PROBLEM STATEMENT:
What follows is a listing; give it again exactly, in its entirety.
** start SUPPLIED RECORDS **
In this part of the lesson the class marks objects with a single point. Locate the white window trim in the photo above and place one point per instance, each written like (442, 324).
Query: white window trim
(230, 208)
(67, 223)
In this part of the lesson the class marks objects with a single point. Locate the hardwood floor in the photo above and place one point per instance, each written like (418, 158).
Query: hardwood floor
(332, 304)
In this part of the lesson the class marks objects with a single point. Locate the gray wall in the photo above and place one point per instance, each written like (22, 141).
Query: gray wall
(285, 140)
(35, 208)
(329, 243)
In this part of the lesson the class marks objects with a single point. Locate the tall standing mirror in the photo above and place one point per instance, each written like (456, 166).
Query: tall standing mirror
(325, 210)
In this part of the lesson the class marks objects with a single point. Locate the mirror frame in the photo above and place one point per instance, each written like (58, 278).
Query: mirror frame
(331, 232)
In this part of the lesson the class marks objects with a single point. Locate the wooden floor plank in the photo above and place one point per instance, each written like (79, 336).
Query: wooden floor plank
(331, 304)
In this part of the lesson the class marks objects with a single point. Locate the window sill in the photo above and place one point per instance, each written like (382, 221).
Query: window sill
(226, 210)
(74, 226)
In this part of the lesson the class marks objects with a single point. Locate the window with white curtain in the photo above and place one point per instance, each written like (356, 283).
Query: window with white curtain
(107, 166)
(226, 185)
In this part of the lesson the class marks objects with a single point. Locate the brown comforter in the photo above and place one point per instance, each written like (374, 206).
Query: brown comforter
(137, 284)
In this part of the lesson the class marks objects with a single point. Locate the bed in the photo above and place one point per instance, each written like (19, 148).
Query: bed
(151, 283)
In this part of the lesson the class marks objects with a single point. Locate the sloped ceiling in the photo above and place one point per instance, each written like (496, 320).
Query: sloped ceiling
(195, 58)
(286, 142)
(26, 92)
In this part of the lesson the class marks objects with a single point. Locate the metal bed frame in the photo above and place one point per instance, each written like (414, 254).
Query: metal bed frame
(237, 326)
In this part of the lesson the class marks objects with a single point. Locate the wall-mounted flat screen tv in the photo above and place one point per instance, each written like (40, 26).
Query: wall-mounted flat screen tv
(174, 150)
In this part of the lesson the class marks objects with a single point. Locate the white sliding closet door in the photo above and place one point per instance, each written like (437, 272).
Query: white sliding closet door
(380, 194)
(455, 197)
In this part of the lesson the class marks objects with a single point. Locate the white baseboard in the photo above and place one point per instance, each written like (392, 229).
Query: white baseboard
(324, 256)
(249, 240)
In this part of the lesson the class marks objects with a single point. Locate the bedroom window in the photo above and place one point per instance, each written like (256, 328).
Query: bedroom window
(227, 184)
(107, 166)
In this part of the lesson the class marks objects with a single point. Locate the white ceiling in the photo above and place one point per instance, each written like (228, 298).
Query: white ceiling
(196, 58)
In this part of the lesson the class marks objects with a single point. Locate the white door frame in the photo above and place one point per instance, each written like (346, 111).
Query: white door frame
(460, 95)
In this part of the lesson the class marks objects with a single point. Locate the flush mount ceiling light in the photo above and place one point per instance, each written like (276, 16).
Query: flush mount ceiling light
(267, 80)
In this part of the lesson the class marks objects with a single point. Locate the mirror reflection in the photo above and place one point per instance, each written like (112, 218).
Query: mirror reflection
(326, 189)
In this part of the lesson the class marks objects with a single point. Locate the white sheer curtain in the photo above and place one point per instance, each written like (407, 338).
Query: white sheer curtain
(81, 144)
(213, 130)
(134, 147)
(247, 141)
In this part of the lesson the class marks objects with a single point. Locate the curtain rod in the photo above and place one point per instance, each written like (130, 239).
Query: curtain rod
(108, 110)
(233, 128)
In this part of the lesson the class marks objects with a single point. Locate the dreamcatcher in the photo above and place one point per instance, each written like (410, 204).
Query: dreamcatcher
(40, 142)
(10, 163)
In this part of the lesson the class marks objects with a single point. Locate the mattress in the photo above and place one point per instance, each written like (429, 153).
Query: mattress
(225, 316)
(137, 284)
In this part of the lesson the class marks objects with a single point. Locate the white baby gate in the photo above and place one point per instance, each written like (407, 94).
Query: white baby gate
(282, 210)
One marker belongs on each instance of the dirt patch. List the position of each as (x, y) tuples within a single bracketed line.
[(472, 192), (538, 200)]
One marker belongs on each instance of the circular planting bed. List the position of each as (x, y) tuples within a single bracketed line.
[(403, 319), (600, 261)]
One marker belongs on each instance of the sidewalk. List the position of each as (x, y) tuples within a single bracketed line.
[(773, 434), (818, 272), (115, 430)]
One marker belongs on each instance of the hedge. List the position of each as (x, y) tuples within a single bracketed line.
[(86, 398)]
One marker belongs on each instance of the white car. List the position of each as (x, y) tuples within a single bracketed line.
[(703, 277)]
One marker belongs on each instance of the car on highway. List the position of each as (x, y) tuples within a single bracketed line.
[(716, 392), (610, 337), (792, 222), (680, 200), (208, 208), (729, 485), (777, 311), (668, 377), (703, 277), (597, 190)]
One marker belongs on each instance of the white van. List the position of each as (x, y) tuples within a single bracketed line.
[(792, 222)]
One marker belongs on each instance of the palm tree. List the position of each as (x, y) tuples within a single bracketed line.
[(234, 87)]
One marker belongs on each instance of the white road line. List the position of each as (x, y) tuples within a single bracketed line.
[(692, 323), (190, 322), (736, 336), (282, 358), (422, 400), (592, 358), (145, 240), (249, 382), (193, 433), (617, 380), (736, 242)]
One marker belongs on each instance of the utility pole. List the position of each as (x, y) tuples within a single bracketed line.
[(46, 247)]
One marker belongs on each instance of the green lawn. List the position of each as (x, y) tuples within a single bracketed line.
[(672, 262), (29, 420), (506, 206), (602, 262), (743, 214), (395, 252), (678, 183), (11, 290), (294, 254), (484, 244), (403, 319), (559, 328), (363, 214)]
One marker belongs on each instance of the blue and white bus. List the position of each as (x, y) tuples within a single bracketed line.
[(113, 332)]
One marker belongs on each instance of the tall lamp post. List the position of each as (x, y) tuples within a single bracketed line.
** end SUPPLIED RECORDS **
TASK ANSWER:
In this part of the lesson the class marks objects with a single point. Locate the white window trim in the photo above and place one point per instance, each written like (442, 324).
Query: white window trim
(230, 208)
(67, 223)
In this part of the lesson the class marks objects with a single point. Locate the hardwood floor in the photo above and place one point per instance, each written like (418, 158).
Query: hardwood floor
(332, 304)
In this part of the lesson the class marks objects with a single point. Locate the gray wall in the photo above and place one point per instance, each written like (22, 141).
Query: gray wall
(285, 140)
(35, 208)
(329, 243)
In this part of the lesson the class marks objects with a single point. Locate the tall standing mirror in the photo above and place one point per instance, each written like (456, 166).
Query: tall standing mirror
(325, 210)
In this part of the lesson the class marks objects with a single point. Locate the mirror frame in the photo above and place one point per instance, each written like (58, 278).
Query: mirror frame
(331, 232)
In this part of the lesson the class marks objects with a single point. Locate the wooden floor plank in the photo above and place one point per instance, each written like (79, 336).
Query: wooden floor plank
(331, 304)
In this part of the lesson the class marks objects with a single point. Locate the window sill in the photo above and place one point per instance, each written like (382, 221).
Query: window sill
(226, 210)
(74, 226)
In this part of the lesson the class marks objects with a single point. Locate the window with white curtain in the photo above and place one point per instance, each written like (356, 283).
Query: window with white curtain
(107, 166)
(226, 185)
In this part of the lesson the class marks objects with a single point. Locate the brown comforter in the photo above and place one point per instance, each written like (374, 206).
Query: brown comforter
(137, 284)
In this part of the lesson the class marks objects with a single point. Locate the bed in the photo above and place one point per instance, each written like (19, 148).
Query: bed
(151, 283)
In this part of the lesson the class marks objects with a single point. Locate the sloped ceiling in the photo above and place one point per instance, each written like (496, 320).
Query: sloped ceiling
(195, 58)
(286, 142)
(26, 92)
In this part of the lesson the class marks objects with a single point. Locate the metal bed frame in the photo above and place one point per instance, each written like (414, 254).
Query: metal bed frame
(237, 326)
In this part of the lesson the class marks objects with a single point. Locate the wall-mounted flat screen tv in the photo above and place one point per instance, each written like (40, 26).
Query: wall-mounted flat screen tv
(174, 150)
In this part of the lesson the class marks objects with a single point. Locate the white sliding closet door in the photo above and place one point per instance, each written like (437, 272).
Query: white sliding closet door
(380, 194)
(455, 197)
In this part of the lesson the class marks objects with a single point. Locate the white baseboard in the photo above and place one point per instance, each written like (392, 229).
Query: white baseboard
(324, 256)
(249, 240)
In this part of the lesson the class marks objects with a single point. Locate the bedroom window in the photo above and place one point per instance, each written like (256, 328).
Query: bedroom window
(227, 184)
(107, 166)
In this part of the lesson the class marks objects with a single point. Locate the white ceiling in the photo above and place one point per instance, each written like (228, 298).
Query: white ceiling
(196, 58)
In this part of the lesson the class marks objects with a single point. Locate the white door frame in the photo above and place one point per instance, each written like (346, 111).
Query: white door frame
(460, 95)
In this part of the lesson the class marks objects with a single point. Locate the flush mount ceiling light in the photo above and place one point per instance, each written like (276, 16).
Query: flush mount ceiling light
(267, 80)
In this part of the lesson the class marks objects with a single point. Locate the mirror reflection in the photo above and place one point per instance, each written like (112, 218).
Query: mirror reflection
(326, 189)
In this part of the lesson the class marks objects with a single point. Locate the white sheer curtain in the photo above and place one point per instance, each written like (407, 338).
Query: white sheer curtain
(81, 144)
(213, 130)
(134, 147)
(247, 141)
In this part of the lesson the class marks objects with a single point. Locate the curtain rod in the photo above and place one point per instance, each written like (130, 239).
Query: curtain rod
(108, 110)
(233, 128)
In this part of the lesson the class marks objects with a single point. Locate the dreamcatcher in the photo above and place one point per instance, each written like (410, 204).
Query: dreamcatcher
(40, 142)
(10, 163)
In this part of the lesson the class marks objects with a single point. Locate the mattress in the photo above and place one point per instance, each written like (429, 153).
Query: mattress
(225, 316)
(137, 284)
In this part of the lesson the class marks objects with a single point. Locate the white baby gate in the photo above and place one point per instance, each written like (407, 94).
Query: white baby gate
(282, 210)
One marker belongs on each instance of the dirt patch. List the position of each as (x, y) tuples within a single bracketed line.
[(472, 192), (538, 200)]
One marker belongs on each instance of the circular planting bed. List the position of each as (x, y) tuples within a single bracketed line.
[(403, 319), (600, 261)]
One marker belongs on each instance of the sidewalk. List the position of each as (x, y) tuples within a single bracketed line.
[(773, 434), (818, 272), (115, 430)]
One marker belongs on each instance of the hedge. List the position of each as (x, y) tuples within a single bracketed line.
[(86, 398)]
One marker belongs on each instance of the white car. List the position of each as (x, y) tuples within a single bracketed line.
[(703, 277)]
One marker belongs on each instance of the car on highway. List the position of each as (x, y) tuples within a single bracketed line.
[(716, 392), (610, 337), (792, 222), (680, 200), (208, 208), (729, 485), (777, 311), (668, 377), (703, 277), (597, 190)]
One marker belongs on each instance of the white van. List the position of each as (x, y) tuples within a single bracketed line.
[(792, 222)]
One marker belongs on each instance of the palm tree. List the position of each as (x, y) tuples within a single bracketed line.
[(234, 87)]
One marker belongs on each instance of the white road line. List the position of each as (x, y) tuples within a single bracketed line.
[(692, 323), (190, 322), (736, 336), (282, 358), (422, 400), (592, 358), (145, 240), (249, 382), (193, 433), (617, 380), (736, 242)]
One marker belongs on each instance of the utility pole. List the position of each as (x, y) tuples within a single bracketed line.
[(46, 247)]
One marker belongs on each instance of the green lawn. List the position of each as (x, y) tuples within a single bracketed line.
[(672, 262), (29, 420), (506, 206), (602, 262), (743, 214), (395, 252), (678, 183), (11, 290), (294, 254), (484, 244), (403, 319), (559, 328), (363, 214)]
One marker belongs on each instance of the blue and white bus. List the position of each as (x, y) tuples within a single bracketed line.
[(113, 332)]
One marker belongs on each instance of the tall lamp post. List the position of each as (x, y) tuples within a single bracketed line.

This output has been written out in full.